- **SET PROBLEM**
Turn the data below into a Markdown table with two columns, Row and Line, giving each non-blank line its own numbered row. Leave the pictures out of the answer.

++++ ITEMS ++++

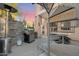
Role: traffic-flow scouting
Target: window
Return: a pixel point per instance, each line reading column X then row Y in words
column 53, row 26
column 66, row 25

++++

- **WRITTEN REPLY**
| Row | Line |
|---|---|
| 1 | Role: traffic-flow scouting |
| 2 | Target: window |
| 3 | Return: a pixel point per instance, each line reading column X then row Y in words |
| 4 | column 53, row 26 |
| 5 | column 66, row 25 |